*** Begin section ***

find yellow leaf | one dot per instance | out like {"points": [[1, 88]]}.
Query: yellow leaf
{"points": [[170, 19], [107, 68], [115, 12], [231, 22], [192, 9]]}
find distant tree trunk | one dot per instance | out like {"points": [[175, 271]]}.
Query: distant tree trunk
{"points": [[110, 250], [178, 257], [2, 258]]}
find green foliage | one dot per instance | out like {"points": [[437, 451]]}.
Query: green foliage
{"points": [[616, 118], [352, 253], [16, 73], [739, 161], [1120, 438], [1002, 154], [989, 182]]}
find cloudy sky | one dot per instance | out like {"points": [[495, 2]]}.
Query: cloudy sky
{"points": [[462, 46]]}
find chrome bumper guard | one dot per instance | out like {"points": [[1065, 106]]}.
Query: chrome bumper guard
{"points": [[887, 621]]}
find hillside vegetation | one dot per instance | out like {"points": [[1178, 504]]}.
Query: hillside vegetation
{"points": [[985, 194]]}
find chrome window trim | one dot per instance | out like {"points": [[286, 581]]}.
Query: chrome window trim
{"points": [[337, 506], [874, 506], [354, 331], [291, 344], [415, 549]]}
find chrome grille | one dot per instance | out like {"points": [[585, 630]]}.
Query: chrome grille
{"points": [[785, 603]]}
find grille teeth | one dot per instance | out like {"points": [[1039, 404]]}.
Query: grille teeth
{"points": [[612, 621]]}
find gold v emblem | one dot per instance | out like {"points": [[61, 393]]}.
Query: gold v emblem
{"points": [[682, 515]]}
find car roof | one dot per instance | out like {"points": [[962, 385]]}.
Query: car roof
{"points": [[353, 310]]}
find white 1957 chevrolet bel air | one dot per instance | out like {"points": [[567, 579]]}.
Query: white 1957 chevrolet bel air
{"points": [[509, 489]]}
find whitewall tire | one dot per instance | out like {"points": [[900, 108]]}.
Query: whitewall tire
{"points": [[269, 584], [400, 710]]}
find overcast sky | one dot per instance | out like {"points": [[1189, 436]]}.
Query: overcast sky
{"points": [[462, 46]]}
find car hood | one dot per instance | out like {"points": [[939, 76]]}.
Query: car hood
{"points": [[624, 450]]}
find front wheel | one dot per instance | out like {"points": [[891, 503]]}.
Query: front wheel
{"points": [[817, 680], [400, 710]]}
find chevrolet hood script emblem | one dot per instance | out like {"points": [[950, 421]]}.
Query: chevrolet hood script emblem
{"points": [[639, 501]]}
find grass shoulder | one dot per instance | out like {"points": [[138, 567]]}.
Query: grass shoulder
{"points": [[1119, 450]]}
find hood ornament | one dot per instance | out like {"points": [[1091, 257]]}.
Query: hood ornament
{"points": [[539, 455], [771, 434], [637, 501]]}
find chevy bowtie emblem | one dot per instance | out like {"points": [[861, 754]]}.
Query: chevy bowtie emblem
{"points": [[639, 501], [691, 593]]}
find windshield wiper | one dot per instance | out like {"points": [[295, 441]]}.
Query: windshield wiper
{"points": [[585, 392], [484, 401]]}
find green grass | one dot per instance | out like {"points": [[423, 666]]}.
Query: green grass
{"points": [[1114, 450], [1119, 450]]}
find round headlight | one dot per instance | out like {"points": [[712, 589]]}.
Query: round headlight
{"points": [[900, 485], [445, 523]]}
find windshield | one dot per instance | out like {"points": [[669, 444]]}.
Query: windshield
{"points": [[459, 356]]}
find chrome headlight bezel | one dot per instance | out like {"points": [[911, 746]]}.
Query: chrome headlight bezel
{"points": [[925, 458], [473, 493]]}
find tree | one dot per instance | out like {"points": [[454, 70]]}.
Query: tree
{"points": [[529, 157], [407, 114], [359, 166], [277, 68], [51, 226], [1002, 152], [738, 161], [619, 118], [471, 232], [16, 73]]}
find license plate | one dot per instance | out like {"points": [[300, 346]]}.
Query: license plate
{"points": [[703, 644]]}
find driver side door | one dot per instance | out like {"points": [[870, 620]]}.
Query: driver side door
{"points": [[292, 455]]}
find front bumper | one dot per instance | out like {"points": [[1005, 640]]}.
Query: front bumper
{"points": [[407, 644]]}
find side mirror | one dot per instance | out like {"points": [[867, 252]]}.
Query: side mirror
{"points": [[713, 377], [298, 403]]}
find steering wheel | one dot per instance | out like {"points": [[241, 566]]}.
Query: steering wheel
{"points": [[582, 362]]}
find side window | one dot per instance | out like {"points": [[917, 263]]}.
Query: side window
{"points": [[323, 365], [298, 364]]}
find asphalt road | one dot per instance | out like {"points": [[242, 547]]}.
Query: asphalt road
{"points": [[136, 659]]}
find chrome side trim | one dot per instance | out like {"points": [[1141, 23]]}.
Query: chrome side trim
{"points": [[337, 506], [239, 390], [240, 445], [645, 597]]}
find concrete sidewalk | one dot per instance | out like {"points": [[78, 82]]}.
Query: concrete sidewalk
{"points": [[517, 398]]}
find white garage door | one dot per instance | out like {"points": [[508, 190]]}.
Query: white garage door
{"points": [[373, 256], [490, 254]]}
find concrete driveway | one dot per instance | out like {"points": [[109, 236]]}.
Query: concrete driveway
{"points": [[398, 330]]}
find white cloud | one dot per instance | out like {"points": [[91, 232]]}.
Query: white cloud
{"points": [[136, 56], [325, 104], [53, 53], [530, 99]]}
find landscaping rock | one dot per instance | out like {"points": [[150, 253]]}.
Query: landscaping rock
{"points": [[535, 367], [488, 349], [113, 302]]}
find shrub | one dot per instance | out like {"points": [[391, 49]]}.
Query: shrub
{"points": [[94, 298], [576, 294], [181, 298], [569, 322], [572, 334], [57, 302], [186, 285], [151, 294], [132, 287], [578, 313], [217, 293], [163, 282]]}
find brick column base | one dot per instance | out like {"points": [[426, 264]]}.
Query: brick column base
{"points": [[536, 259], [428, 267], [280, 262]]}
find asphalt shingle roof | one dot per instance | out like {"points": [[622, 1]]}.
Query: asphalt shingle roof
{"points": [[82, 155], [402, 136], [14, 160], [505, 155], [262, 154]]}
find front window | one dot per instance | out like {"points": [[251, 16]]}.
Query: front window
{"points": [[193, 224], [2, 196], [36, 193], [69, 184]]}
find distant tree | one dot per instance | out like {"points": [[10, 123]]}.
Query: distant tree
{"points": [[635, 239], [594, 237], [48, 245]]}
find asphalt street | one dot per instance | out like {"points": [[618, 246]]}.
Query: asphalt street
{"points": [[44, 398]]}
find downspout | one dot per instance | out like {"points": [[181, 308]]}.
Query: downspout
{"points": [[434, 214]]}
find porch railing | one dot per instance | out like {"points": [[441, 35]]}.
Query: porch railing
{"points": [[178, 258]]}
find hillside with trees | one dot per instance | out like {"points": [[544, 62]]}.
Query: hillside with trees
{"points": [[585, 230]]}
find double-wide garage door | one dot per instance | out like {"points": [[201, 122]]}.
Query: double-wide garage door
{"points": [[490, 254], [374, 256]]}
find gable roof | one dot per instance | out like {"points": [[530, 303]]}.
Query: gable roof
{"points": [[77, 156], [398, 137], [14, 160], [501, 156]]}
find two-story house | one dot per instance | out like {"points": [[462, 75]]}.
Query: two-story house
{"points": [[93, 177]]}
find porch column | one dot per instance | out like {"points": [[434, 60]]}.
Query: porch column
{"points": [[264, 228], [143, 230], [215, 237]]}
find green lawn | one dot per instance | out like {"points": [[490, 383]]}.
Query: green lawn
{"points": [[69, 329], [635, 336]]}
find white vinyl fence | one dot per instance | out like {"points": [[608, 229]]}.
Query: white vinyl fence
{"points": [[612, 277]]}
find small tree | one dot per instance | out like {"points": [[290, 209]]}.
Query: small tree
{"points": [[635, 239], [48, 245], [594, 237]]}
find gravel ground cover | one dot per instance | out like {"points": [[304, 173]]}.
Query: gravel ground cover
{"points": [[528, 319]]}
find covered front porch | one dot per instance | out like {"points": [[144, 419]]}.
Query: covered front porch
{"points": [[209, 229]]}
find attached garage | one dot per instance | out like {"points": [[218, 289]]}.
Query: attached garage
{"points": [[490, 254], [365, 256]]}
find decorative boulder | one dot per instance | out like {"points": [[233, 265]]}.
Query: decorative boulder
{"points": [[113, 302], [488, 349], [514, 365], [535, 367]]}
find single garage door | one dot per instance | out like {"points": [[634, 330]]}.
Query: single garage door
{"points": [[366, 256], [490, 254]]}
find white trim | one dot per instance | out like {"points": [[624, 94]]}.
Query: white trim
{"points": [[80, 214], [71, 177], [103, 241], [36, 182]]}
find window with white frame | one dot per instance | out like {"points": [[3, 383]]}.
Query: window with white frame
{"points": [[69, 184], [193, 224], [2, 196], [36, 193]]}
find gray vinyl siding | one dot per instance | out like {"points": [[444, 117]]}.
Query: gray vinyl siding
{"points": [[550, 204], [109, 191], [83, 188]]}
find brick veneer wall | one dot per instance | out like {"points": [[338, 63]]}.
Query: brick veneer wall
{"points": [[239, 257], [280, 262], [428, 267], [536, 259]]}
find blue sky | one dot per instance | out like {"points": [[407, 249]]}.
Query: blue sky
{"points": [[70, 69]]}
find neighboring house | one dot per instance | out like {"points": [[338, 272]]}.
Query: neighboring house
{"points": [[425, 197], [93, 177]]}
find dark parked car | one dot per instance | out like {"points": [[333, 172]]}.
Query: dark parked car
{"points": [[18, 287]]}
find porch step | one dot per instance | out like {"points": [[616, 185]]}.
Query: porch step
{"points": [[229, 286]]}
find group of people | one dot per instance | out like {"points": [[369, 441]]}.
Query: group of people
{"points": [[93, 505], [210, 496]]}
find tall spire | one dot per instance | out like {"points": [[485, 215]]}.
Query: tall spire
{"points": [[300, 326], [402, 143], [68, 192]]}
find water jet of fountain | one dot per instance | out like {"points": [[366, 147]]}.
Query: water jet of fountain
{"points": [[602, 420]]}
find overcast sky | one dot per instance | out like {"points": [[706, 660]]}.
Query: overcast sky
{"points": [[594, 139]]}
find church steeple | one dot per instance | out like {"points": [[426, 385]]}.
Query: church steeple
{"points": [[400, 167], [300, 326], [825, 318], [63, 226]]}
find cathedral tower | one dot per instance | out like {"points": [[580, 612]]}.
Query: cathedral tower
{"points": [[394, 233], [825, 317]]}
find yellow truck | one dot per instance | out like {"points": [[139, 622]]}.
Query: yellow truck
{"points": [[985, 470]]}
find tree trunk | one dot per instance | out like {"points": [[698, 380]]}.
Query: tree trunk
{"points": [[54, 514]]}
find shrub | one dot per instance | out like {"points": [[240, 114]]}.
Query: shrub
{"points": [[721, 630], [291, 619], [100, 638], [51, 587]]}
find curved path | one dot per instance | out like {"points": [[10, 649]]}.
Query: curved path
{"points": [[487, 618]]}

*** End section ***

→ **Task objective**: Starting at the line that has "Query: dark parked car" and ending at the line that has "find group of", please write out the lines above exactly, leaving out all others.

→ **Reply**:
Query: dark parked car
{"points": [[18, 287]]}
find porch step | one dot per instance | out like {"points": [[616, 185]]}.
Query: porch step
{"points": [[229, 286]]}
find group of people | one dot per instance | out like {"points": [[369, 441]]}.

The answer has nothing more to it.